- _Do this_:
Copy all of the material below word for word, keeping every line as it appears.

- _Record excerpts_:
^^^^

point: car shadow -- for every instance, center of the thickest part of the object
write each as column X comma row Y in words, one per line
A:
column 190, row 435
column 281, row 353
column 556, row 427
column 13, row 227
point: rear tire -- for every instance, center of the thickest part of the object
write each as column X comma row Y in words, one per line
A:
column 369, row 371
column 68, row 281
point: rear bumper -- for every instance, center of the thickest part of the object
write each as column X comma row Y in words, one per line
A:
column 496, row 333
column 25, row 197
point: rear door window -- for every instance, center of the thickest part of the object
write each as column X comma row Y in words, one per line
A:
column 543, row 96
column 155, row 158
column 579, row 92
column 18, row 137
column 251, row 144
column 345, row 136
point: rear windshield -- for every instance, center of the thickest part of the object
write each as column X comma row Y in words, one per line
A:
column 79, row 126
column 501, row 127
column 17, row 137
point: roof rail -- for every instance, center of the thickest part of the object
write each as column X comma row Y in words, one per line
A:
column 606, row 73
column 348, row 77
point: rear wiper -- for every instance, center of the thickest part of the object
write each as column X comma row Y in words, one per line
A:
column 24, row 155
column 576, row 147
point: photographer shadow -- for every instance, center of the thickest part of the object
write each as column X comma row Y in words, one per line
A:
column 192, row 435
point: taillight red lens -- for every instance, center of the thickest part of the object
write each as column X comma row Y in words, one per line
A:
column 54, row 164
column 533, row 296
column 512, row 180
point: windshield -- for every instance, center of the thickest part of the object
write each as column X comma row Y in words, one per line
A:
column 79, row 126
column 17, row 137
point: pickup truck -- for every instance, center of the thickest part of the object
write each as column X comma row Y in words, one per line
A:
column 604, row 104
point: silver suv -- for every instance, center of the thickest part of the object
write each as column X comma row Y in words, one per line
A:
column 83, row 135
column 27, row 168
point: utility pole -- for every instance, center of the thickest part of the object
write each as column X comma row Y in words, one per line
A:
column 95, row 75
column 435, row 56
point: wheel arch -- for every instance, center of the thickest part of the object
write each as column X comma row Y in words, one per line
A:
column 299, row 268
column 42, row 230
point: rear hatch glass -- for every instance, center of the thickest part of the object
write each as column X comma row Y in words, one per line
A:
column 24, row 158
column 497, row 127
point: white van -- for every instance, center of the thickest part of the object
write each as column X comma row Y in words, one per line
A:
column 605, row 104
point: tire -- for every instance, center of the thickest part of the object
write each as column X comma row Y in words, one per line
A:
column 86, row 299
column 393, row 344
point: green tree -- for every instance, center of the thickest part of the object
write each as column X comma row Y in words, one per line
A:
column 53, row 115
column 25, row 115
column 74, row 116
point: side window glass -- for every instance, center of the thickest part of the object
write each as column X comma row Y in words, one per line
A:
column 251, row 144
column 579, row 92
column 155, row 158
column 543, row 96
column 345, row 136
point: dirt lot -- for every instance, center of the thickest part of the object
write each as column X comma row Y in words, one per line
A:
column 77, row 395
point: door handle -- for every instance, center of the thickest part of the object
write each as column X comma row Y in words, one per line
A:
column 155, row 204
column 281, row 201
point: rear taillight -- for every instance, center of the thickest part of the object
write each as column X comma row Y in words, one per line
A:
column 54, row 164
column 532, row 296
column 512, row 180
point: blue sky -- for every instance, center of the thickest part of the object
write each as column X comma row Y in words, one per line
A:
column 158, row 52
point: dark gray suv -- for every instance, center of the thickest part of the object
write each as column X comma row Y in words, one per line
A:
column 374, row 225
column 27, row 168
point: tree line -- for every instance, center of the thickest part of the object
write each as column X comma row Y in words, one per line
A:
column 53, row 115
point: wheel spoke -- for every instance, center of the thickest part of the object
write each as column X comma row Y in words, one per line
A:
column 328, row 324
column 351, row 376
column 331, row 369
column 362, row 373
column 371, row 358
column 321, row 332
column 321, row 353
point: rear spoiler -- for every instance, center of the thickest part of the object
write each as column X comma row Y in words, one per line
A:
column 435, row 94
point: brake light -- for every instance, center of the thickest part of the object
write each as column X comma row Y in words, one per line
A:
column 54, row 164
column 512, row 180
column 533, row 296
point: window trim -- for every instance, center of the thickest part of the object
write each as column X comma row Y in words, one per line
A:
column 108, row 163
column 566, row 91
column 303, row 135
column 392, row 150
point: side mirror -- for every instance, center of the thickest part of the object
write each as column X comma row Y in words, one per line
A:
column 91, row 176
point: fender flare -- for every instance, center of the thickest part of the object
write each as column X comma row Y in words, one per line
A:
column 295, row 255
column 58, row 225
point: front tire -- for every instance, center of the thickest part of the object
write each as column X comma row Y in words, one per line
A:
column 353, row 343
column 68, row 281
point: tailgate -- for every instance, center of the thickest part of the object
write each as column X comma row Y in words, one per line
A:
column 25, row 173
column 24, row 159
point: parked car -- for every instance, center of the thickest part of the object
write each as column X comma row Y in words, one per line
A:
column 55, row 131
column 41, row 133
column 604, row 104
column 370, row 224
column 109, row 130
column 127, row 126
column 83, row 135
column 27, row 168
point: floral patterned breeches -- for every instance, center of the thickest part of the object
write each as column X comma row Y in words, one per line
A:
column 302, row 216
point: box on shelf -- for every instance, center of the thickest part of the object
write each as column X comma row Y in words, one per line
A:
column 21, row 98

^^^^

- _Answer to this exercise_:
point: car shadow -- for every instance, center of the thickest part of the object
write each as column X comma row Y in words, one per line
A:
column 190, row 435
column 281, row 353
column 556, row 427
column 13, row 227
point: rear tire -- for every instance, center of the thickest part of the object
write each as column X comma row Y in words, one per line
A:
column 369, row 371
column 68, row 281
point: rear bumper -- for every instance, center of the thickest part of the object
write each as column X comma row Y in words, one per line
A:
column 496, row 333
column 25, row 197
point: rear door window -- for every instance, center of the thickest part of the object
write each as column X comma row Y in words, one per line
A:
column 543, row 96
column 155, row 158
column 579, row 92
column 18, row 137
column 251, row 144
column 345, row 136
point: rear windshield -- for every instance, center of the thickest part of the object
write each as column X comma row Y in words, one per line
A:
column 79, row 126
column 501, row 127
column 17, row 137
point: roof rail -- for every instance, center of the thickest part of the object
write each as column X comma row Y in words, one per line
A:
column 606, row 73
column 348, row 77
point: rear wiper -- for every instance, center of the thickest part of the object
write each as column X comma row Y in words, one per line
A:
column 24, row 155
column 576, row 147
point: photographer shadow -- for every instance, center of the thickest part of the object
write each as column X comma row Y in words, one per line
A:
column 192, row 435
point: taillight red lens -- for every instance, center of the thickest part of the object
write each as column X comma row Y in words, one per line
A:
column 54, row 164
column 533, row 296
column 512, row 180
point: windshield -- for every instance, center of the thickest part of the object
write each as column X comma row Y in words, one per line
A:
column 79, row 126
column 17, row 137
point: pickup truck -- for every instance, center of the thickest part of the object
write each as column X comma row Y in words, one per line
A:
column 604, row 104
point: silver suv -- for every instance, center of the thickest part of the object
write each as column X comma row Y in words, one per line
A:
column 83, row 135
column 27, row 168
point: utility pole -- for every instance, center of the thickest part of the object
write each as column X comma row Y in words, one per line
A:
column 95, row 75
column 435, row 56
point: wheel arch -- for every instance, center of the thickest part of the object
write each as column X comma row Y in words, one per line
A:
column 299, row 268
column 42, row 230
point: rear hatch glass -- for every instance, center of the thickest part of the object
write each as column X comma row Y in words, one per line
A:
column 24, row 158
column 497, row 127
point: white van -- for every instance, center of the thickest part of the object
write each as column X comma row Y in words, one per line
A:
column 605, row 104
point: tire -- for every instance, center of the thickest part of the object
write each as column X comma row Y in words, one per line
A:
column 86, row 299
column 393, row 344
point: green tree -- for every instance, center of the thickest part of the object
write each as column X comma row Y in words, one per line
A:
column 53, row 115
column 25, row 115
column 74, row 116
point: side window glass -- for every instance, center of the thickest part of the object
write each as column X comma row Y in words, one per line
A:
column 251, row 144
column 579, row 92
column 155, row 158
column 543, row 96
column 345, row 136
point: dirt lot -- for every instance, center of the thickest part of the object
write each as column X comma row Y in words, one per line
A:
column 77, row 395
point: door handle -- for every instance, center of the thickest part of the object
write each as column X comma row Y in words, one per line
A:
column 155, row 204
column 281, row 201
point: rear taillight -- for every instance, center of the thickest part of the object
write each as column X comma row Y in words, one per line
A:
column 54, row 164
column 532, row 296
column 512, row 180
point: blue sky -- for every instance, center of the thickest part of the object
write each as column X comma row Y in words, one per line
A:
column 158, row 52
point: dark gray suv -- for every instance, center of the thickest part of the object
write each as column X comma row Y in words, one per line
A:
column 374, row 225
column 27, row 168
point: tree line -- for every instance, center of the thickest part of the object
write each as column X comma row Y in words, one per line
A:
column 53, row 115
point: wheel spoke -- for every instance, center of the thickest part of the object
write each as column X comma row Y in words, one per line
A:
column 328, row 324
column 351, row 376
column 331, row 369
column 362, row 373
column 371, row 358
column 321, row 332
column 321, row 353
point: rear spoiler -- for every instance, center of the thickest part of the object
write each as column X comma row Y in words, one per line
A:
column 435, row 94
point: brake light -- for every instance, center of the thickest part of the object
write each as column X comma row Y in words, one per line
A:
column 54, row 164
column 512, row 180
column 533, row 296
point: window trim -- for every instance, center of the thickest part of the object
write each as column X comma row Y in words, one per line
A:
column 108, row 163
column 566, row 91
column 303, row 135
column 392, row 150
point: side mirror -- for every instance, center of the thickest part of the object
write each as column X comma row Y in words, one per line
A:
column 91, row 176
point: fender flare -- for every instance, center of the thickest part of the object
write each as column X comma row Y in words, one per line
A:
column 295, row 255
column 58, row 225
point: front tire -- for every instance, center of the thickest part of the object
write each as column X comma row Y in words, one per line
A:
column 353, row 343
column 68, row 281
point: tailgate -- for every instance, center of the thickest part of the object
write each as column X comma row Y in words, one per line
A:
column 25, row 173
column 24, row 159
point: parked car -- for every instance, center of the thickest part of the object
write each as column X comma row Y in words, one per line
A:
column 55, row 131
column 41, row 133
column 604, row 104
column 370, row 224
column 109, row 130
column 127, row 126
column 83, row 135
column 27, row 168
point: floral patterned breeches -- for every instance, center of the thickest part of the object
write each as column X comma row Y in words, one per line
A:
column 302, row 216
point: box on shelf -- for every instance, center of the thickest part of the object
write each as column X comma row Y in words, one per line
A:
column 21, row 98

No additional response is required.